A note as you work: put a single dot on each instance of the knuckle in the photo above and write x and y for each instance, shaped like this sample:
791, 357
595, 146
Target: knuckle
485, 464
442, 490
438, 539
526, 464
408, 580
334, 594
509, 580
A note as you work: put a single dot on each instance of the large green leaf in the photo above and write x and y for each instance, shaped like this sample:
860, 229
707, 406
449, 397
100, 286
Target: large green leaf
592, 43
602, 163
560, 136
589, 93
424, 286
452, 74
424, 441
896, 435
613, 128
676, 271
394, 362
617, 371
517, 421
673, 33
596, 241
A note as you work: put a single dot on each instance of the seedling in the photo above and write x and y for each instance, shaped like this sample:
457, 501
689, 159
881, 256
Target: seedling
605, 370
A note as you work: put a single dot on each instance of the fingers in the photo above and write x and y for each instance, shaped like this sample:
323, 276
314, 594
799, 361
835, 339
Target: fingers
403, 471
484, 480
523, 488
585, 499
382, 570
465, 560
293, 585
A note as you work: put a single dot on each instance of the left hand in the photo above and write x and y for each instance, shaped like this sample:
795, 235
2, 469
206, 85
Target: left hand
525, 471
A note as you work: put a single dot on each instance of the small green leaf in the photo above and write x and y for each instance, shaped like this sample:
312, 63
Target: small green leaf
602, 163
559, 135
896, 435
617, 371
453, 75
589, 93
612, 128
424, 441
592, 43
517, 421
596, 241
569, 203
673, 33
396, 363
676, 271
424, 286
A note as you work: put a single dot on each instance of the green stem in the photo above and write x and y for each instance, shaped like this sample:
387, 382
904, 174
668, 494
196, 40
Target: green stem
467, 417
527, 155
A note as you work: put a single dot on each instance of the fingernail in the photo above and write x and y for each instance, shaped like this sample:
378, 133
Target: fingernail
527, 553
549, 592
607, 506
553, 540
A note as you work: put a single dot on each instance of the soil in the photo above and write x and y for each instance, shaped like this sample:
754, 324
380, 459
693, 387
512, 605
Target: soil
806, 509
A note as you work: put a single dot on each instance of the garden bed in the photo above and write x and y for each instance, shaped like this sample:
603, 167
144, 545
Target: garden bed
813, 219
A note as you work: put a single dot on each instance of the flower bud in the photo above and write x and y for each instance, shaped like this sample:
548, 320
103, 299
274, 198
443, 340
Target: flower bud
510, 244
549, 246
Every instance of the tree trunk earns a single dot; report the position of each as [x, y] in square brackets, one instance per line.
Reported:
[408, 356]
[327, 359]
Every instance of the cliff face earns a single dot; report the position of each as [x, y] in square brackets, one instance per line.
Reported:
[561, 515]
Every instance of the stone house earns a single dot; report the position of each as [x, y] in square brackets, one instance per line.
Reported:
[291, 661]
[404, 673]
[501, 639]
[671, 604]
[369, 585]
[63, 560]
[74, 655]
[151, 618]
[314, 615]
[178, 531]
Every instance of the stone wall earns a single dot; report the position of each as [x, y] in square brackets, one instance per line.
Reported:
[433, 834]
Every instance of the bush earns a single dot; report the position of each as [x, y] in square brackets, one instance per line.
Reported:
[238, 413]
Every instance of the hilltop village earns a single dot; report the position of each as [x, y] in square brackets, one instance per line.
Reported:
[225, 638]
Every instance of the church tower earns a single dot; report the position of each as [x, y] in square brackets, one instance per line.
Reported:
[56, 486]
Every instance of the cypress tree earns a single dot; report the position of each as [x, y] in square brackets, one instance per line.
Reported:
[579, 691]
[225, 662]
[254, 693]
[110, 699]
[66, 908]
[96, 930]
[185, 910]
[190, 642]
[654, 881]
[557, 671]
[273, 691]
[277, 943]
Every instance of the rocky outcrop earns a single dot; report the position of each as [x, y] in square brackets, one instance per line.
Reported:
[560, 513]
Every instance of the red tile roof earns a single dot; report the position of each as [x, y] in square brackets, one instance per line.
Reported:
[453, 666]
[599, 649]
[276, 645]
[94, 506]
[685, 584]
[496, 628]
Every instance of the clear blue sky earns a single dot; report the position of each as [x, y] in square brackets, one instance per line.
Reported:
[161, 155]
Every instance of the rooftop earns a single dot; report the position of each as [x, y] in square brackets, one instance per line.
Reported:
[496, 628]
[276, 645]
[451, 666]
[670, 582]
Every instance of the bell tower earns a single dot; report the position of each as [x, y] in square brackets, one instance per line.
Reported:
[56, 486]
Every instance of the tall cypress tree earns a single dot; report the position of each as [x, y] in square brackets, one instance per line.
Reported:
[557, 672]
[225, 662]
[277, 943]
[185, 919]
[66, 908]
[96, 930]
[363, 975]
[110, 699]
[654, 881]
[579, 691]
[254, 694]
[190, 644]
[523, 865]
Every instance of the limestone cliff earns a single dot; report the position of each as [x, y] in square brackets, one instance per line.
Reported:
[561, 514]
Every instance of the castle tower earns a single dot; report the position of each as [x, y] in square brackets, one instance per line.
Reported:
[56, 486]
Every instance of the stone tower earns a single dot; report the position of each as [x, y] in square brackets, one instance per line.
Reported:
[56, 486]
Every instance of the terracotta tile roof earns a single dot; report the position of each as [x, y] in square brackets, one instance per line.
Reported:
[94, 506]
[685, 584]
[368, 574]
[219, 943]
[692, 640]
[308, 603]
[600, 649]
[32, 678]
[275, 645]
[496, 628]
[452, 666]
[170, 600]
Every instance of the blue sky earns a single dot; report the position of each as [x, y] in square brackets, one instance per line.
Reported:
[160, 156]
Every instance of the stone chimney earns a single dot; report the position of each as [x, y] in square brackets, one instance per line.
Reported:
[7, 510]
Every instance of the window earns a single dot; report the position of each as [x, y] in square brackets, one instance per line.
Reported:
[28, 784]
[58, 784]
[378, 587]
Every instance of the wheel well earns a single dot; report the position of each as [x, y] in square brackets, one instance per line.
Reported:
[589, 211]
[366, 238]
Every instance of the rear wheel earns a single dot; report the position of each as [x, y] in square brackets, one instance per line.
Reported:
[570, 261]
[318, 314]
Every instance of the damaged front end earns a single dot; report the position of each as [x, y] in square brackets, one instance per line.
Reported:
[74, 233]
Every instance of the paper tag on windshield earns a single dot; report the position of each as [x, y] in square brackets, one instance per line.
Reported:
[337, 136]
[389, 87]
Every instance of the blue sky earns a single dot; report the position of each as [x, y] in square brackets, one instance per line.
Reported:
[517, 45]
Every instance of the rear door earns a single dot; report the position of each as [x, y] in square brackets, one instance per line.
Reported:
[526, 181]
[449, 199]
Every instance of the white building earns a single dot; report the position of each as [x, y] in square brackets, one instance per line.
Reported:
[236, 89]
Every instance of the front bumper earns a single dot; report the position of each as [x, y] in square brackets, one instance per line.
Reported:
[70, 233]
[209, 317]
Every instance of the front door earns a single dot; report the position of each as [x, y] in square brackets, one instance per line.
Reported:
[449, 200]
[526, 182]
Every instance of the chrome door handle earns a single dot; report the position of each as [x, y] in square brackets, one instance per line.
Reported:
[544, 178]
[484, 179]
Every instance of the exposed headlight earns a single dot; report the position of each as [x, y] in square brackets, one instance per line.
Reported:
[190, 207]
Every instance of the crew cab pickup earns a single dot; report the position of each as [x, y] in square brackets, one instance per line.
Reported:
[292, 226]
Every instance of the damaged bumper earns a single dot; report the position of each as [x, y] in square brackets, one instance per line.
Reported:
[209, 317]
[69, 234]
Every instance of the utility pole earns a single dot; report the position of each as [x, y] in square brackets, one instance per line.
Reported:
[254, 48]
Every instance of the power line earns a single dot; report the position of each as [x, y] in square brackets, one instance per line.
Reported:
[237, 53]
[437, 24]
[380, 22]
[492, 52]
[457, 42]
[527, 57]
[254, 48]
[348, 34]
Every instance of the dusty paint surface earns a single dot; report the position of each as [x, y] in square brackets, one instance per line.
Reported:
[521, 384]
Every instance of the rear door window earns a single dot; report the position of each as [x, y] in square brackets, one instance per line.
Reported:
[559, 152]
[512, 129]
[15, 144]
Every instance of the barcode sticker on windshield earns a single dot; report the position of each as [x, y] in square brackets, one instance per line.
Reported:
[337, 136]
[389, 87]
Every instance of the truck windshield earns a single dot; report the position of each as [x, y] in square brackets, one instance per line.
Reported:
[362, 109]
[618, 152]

_Task statement:_ Give back, unchanged, every line from the one with "Every instance of the truck" to the end of the entries above.

_Written solution:_
Every instance of the truck windshield earns a single dot; report the position of each as [x, y] in square brackets, one instance per line.
Reported:
[362, 109]
[618, 152]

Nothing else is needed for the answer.